- JOB
Turn the items, from the line containing "[spot] the wooden" through the very last line, into a Markdown table with the columns No. and Text. Number each row, and leave out any blank lines.

Begin DATA PROVIDED

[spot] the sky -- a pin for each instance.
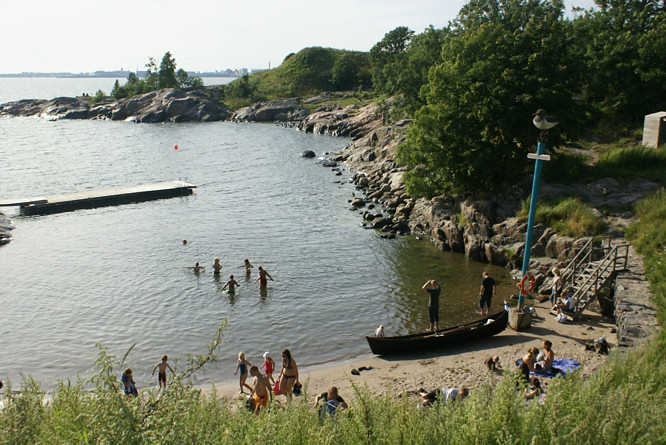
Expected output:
(81, 36)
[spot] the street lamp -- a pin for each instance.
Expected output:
(544, 123)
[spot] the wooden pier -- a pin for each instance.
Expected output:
(44, 205)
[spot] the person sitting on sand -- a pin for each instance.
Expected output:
(561, 317)
(248, 267)
(162, 366)
(534, 390)
(262, 277)
(492, 363)
(128, 383)
(243, 366)
(288, 374)
(445, 395)
(262, 389)
(331, 401)
(545, 360)
(530, 358)
(217, 267)
(197, 268)
(231, 284)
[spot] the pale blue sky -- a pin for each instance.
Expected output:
(87, 35)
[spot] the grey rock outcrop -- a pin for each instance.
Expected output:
(273, 111)
(167, 105)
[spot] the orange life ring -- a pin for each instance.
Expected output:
(523, 283)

End DATA PROVIDED

- EXERCISE RESPONSE
| No. | Text |
|---|---|
| 1 | [spot] the wooden pier -- a pin for each instance. |
| 2 | Expected output: |
| 3 | (44, 205) |
| 4 | [spot] the person sitting on sand -- a pin for each instance. |
| 5 | Expected output: |
| 6 | (561, 317) |
| 7 | (248, 267) |
| 8 | (162, 366) |
| 9 | (534, 390) |
| 10 | (262, 277) |
| 11 | (492, 363) |
| 12 | (128, 383) |
| 13 | (243, 366) |
| 14 | (288, 374) |
| 15 | (445, 395) |
| 16 | (262, 389) |
| 17 | (331, 401) |
| 18 | (545, 360) |
| 19 | (530, 358) |
| 20 | (217, 267) |
| 21 | (197, 268) |
| 22 | (231, 284) |
| 23 | [spot] the pale blue sky -- a pin for each instance. |
| 24 | Expected output: |
| 25 | (87, 35) |
| 26 | [spot] the grey rock outcrop -- a pin for each instance. |
| 27 | Expected output: |
| 28 | (273, 111) |
| 29 | (167, 105) |
| 30 | [spot] the orange life ring -- a pin for each instance. |
| 31 | Expected output: |
| 32 | (523, 283) |